* **Extract to read**:
|---|

Stolen Kisses (1968)

Stolen Kisses (1968)

“To make love is a way of compensating for death, to prove that you exist.”

Newly discharged from the army, Antoine Doinel (Jean-Pierre Leaud) heads to the home of his would-be sweetheart (Claude Jade), finds work as a private investigator, and falls for an older woman (Delphine Seyrig).

Genres, Themes, Actors, and Directors:

  • Delphine Seyrig Films
  • Detectives and Private Eyes
  • Francois Truffaut Films
  • French Films
  • Obsessive Love
  • Romantic Comedy

Response to Peary’s Review:
Truffaut’s first full-length sequel to The 400 Blows was this “witty, sad, insightful meditation” on subjects as diverse as “passion, courtship, dishonesty, sex, conquest, and commitment”. As Peary notes, there are “countless wonderful moments” throughout the film, which “[relies] heavily on improvisation”, and showcases the theme (one of Truffaut’s favorites) that when one person is ready for love and commitment, the other usually isn’t. Unlike in the later Antoine Doinel films, Doinel’s youthful flitting from one bizarre job to the next — and one obsessive love to the next — is amusing rather than sad, and seems right-on. His work as an undercover agent (what an ideal job!) fulfills the longing most film fanatics have to slip into someone else’s life unnoticed, and his attraction to an “older woman” (Seyrig) rings true as well. The film ends on a surprisingly satisfying note, making one long to know what happens next; fortunately, one can satisfy this itch immediately by watching Bed and Board (1970).

|---|

* **Extracted data**:
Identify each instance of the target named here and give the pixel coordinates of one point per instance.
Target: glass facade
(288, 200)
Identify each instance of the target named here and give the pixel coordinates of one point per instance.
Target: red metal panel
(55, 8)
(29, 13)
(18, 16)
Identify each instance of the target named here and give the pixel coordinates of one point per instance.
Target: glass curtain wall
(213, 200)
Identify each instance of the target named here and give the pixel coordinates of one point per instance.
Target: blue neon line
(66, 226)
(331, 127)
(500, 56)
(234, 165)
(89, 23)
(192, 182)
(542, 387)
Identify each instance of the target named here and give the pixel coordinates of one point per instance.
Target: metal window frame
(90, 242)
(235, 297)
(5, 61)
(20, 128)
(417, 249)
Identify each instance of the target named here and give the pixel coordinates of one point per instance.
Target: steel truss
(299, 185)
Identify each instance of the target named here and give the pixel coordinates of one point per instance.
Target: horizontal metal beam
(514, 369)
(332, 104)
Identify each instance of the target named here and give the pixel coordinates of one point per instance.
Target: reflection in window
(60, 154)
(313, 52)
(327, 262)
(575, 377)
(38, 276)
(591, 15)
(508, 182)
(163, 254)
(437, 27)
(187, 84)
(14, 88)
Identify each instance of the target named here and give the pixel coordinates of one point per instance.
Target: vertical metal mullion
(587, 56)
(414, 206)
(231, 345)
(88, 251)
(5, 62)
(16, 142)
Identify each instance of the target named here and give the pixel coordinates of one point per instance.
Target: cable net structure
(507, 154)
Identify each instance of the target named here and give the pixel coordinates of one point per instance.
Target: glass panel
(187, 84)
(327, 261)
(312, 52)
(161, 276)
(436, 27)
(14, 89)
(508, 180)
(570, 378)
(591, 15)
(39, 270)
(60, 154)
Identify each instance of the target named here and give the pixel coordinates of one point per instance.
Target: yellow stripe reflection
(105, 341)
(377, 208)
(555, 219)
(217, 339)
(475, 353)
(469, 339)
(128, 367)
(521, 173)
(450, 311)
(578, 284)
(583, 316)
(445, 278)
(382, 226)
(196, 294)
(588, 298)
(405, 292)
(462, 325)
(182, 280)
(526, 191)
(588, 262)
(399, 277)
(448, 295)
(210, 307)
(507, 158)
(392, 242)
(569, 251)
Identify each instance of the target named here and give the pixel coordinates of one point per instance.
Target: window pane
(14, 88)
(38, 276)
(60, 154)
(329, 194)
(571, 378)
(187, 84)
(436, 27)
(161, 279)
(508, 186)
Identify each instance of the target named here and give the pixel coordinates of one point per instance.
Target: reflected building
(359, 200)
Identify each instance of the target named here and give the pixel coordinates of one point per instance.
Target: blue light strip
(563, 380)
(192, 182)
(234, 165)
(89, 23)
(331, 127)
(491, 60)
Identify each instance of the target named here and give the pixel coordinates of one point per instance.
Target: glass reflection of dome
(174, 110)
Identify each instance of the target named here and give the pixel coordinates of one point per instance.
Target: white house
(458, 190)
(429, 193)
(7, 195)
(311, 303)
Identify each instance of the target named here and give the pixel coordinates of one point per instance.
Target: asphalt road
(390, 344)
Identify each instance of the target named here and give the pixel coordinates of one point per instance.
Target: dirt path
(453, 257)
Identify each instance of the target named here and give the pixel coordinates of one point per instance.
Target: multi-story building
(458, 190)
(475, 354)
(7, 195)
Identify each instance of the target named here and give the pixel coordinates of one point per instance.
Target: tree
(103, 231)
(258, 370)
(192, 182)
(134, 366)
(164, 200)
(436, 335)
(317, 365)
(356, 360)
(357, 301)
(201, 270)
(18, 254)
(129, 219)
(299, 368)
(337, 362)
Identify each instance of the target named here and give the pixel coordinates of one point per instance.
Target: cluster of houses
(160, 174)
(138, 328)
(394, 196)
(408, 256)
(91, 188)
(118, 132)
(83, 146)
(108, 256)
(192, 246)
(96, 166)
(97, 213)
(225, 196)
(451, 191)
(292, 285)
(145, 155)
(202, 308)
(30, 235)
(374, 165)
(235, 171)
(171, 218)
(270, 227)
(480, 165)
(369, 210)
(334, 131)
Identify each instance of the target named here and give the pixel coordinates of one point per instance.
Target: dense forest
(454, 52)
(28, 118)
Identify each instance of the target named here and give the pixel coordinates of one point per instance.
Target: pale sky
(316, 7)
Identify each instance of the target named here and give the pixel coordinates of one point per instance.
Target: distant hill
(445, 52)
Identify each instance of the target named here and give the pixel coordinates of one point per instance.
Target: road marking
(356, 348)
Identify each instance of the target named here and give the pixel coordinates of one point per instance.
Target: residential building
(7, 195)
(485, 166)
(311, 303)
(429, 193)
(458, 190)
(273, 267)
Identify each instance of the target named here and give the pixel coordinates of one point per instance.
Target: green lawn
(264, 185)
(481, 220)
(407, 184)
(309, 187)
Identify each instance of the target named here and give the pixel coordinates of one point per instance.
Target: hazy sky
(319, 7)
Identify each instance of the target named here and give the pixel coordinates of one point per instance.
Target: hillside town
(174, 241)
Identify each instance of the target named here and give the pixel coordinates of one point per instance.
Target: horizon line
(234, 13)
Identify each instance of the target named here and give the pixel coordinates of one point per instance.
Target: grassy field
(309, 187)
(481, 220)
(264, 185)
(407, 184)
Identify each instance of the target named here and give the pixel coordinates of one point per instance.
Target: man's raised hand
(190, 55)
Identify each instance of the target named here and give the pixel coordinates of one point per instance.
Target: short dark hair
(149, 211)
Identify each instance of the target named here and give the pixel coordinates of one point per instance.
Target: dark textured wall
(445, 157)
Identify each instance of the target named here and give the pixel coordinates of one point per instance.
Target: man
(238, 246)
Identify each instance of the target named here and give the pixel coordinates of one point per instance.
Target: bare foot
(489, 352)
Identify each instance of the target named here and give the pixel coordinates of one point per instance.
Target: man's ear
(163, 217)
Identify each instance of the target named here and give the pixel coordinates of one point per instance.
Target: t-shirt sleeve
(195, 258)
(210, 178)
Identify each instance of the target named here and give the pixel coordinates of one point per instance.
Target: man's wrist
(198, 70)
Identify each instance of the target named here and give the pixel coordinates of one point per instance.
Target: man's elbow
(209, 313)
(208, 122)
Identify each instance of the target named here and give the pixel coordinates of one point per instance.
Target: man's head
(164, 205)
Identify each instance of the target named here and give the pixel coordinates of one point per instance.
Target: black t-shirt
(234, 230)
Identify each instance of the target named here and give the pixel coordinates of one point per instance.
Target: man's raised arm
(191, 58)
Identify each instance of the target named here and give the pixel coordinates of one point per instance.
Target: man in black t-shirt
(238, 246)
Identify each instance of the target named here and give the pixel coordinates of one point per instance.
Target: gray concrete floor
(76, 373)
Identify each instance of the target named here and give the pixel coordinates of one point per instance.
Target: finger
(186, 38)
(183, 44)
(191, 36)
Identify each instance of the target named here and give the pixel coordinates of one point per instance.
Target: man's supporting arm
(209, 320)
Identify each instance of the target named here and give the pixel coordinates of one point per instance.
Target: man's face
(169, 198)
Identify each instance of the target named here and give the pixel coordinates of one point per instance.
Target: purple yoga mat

|---|

* **Task description**: List every entry under the heading "Genres, Themes, Actors, and Directors:" in the Stolen Kisses review above.

* **Expected answer**:
- Delphine Seyrig Films
- Detectives and Private Eyes
- Francois Truffaut Films
- French Films
- Obsessive Love
- Romantic Comedy